Confidential Information excludes information that: is known publicly at the time of the disclosure or becomes known publicly after disclosure through no fault of the yours, is known to you, without restriction, at the time of disclosure or becomes known to you, without restriction, from a source other than the disclosing party not bound by confidentiality obligations to the disclosing party, or (c) is independently developed by you without use of the Confidential Information as demonstrated by the written records of the receiving party. You may disclose Confidential Information of the other party to the extent such disclosure is required by law or order of a court or other governmental authority, provided that the receiving party shall use reasonable efforts to promptly notify the other party prior to such disclosure to enable the disclosing party to seek a protective order or otherwise prevent or restrict such disclosure.
Security and Personal Data
1. Personal Data
2. sideos Personal Data Obligations
3. sideos Sensitive Data and Personal Data Processing
In performing the Services, sideos will process sensitive or personal data, respectively, when this data should be provided by You to Your Users of Your service (issuing) or when performing a validation or verification of that data on Your behalf (verifying). Providing data can happen in 2 ways: (1) the User of the sideos App or Your app including our SDK, respectively, enters sensitive or personal data into the app. This data is stored solely on the app and only being shared with explicit consent of the App User. (2) You provide sensitive or personal data utilising sideos’ services to store the data on the User’s app. The app stores the user input on the User’s phone to make it available to a requester if the User wants to share it explicitly. sideos’ Service does not store sensitive or personal information of Your User in our systems only passing through data via Your systems to the User’s app or from there to our systems for verification via Your Services. These interactions will be logged as a timestamp with an unique identifier into a transaction log. You have access to this transaction log through our Management Console. The Management Console allows You to enter information about You or Your business, respectively, including non-mandatory descriptive text and logo. This data will be stored in our systems.

» TASK TO CARRY OUT: In the service terms excerpt, turn the paragraph beginning "In performing the Services" into a shorter bulleted list that keeps its main facts.

» INFORMATION SUPPLIED:
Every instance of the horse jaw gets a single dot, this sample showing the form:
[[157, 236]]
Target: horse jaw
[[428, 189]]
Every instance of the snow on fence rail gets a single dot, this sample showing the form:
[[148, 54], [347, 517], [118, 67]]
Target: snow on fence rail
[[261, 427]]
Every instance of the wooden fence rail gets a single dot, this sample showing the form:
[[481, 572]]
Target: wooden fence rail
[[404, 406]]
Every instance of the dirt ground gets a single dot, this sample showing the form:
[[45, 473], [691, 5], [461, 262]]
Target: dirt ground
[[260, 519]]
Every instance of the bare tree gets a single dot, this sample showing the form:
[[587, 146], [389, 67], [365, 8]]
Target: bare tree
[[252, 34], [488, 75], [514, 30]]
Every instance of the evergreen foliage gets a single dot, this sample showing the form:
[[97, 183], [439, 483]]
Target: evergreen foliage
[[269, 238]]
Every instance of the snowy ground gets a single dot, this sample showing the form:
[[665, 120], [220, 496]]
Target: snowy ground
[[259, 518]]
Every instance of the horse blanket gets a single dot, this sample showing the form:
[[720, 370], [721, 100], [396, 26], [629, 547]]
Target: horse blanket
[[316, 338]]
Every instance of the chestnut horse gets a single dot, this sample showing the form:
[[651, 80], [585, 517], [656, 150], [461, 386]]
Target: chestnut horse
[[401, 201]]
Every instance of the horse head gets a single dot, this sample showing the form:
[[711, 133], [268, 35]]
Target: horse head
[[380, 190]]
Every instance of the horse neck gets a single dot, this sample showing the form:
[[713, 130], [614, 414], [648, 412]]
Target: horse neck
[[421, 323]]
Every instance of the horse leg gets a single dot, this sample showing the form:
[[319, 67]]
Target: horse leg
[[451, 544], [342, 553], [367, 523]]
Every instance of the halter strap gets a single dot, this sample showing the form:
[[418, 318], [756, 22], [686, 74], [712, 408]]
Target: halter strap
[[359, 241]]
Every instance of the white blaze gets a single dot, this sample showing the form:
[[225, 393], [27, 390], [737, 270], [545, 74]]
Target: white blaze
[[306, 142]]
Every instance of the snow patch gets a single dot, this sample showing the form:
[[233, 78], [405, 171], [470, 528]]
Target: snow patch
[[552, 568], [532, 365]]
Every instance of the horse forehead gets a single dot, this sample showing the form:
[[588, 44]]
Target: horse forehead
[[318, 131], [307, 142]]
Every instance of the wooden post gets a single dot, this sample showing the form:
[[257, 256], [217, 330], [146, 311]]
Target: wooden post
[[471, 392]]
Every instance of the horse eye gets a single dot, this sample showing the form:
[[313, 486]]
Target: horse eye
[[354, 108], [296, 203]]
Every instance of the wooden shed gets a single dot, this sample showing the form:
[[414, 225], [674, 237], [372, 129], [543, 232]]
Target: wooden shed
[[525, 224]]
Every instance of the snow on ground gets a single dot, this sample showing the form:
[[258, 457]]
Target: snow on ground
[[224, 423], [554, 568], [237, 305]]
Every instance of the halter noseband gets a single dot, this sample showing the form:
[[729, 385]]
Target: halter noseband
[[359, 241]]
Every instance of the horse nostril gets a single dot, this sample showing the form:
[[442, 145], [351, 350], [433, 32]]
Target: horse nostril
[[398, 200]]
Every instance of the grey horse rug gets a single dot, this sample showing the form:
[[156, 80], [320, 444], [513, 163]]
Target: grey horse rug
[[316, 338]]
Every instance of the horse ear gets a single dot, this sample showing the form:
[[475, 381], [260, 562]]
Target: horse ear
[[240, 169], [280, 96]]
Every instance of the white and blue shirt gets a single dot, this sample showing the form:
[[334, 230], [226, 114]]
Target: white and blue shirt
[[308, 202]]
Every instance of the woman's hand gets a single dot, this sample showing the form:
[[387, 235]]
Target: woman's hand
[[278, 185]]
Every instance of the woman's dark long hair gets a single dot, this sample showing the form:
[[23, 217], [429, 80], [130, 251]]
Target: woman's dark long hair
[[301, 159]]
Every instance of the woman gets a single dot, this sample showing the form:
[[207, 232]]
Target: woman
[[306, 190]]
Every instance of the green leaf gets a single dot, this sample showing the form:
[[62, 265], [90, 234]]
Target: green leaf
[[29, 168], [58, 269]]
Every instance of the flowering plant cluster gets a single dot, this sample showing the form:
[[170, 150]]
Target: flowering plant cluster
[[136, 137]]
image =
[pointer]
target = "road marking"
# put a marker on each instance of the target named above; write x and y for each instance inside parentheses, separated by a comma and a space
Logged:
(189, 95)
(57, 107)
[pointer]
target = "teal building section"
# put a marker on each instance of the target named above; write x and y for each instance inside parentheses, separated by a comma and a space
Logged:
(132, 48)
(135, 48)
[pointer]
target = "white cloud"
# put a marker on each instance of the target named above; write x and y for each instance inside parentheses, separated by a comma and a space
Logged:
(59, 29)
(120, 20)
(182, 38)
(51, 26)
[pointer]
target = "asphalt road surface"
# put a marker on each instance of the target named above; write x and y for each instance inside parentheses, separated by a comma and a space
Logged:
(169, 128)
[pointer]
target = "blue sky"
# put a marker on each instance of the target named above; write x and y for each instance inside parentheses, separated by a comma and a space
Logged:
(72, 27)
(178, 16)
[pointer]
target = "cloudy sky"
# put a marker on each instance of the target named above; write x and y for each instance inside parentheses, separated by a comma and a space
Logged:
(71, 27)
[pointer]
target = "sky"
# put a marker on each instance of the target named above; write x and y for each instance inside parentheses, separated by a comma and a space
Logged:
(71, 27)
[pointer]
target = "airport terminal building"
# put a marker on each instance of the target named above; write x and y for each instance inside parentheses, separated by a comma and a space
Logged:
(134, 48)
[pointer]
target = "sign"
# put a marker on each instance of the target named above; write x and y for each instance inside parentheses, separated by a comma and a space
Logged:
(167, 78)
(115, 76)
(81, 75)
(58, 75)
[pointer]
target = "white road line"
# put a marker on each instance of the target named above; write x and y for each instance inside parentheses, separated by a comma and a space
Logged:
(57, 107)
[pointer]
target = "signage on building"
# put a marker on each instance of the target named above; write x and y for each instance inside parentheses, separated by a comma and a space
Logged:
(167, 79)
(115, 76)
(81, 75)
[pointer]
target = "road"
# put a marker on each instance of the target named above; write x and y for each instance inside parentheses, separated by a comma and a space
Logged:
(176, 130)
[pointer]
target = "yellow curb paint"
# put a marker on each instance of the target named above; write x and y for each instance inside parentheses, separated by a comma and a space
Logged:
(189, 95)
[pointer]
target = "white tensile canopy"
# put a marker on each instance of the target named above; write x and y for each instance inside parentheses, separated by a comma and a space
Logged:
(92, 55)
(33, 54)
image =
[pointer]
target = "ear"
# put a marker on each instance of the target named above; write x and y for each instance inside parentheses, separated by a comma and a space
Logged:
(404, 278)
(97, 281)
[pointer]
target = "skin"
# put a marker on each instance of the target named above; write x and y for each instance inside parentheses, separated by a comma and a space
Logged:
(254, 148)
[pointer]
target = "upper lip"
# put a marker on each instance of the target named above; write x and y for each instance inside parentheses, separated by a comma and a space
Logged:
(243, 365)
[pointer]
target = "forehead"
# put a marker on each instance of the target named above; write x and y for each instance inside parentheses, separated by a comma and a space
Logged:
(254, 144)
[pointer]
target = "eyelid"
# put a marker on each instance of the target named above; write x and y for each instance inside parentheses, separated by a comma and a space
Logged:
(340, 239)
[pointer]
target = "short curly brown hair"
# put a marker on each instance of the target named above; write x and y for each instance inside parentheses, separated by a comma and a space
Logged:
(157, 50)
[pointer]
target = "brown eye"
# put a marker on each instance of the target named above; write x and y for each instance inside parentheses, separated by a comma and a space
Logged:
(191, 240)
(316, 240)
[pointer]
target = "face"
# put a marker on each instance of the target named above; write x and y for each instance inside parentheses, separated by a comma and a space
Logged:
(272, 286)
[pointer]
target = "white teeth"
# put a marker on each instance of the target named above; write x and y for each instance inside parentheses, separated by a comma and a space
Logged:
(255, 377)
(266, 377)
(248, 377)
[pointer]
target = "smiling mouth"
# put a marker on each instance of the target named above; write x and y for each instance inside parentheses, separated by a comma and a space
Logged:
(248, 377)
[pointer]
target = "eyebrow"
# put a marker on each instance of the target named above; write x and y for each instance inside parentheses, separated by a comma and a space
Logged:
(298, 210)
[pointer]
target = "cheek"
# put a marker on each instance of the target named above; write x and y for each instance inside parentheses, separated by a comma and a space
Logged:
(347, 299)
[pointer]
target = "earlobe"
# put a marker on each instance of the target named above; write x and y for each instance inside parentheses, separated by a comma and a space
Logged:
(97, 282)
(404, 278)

» YOUR RESPONSE:
- sideos processes sensitive or personal data when You provide it to Your Users (issuing) or when sideos validates or verifies it on Your behalf (verifying).
- Data can be provided in two ways:
  - The User enters it into the sideos App or Your app with the SDK. It is stored only on the app and shared only with the User's explicit consent.
  - You use sideos' services to store it on the User's app, which keeps it on the User's phone for explicit sharing with a requester.
- sideos' Service does not store Users' sensitive or personal data. It only passes data from Your systems to the User's app, or from the app to sideos' systems for verification via Your Services.
- Each interaction is logged in a transaction log as a timestamp with a unique identifier. You can access the log through the Management Console.
- In the Management Console You can enter information about You or Your business, including optional descriptive text and a logo. This data is stored in sideos' systems.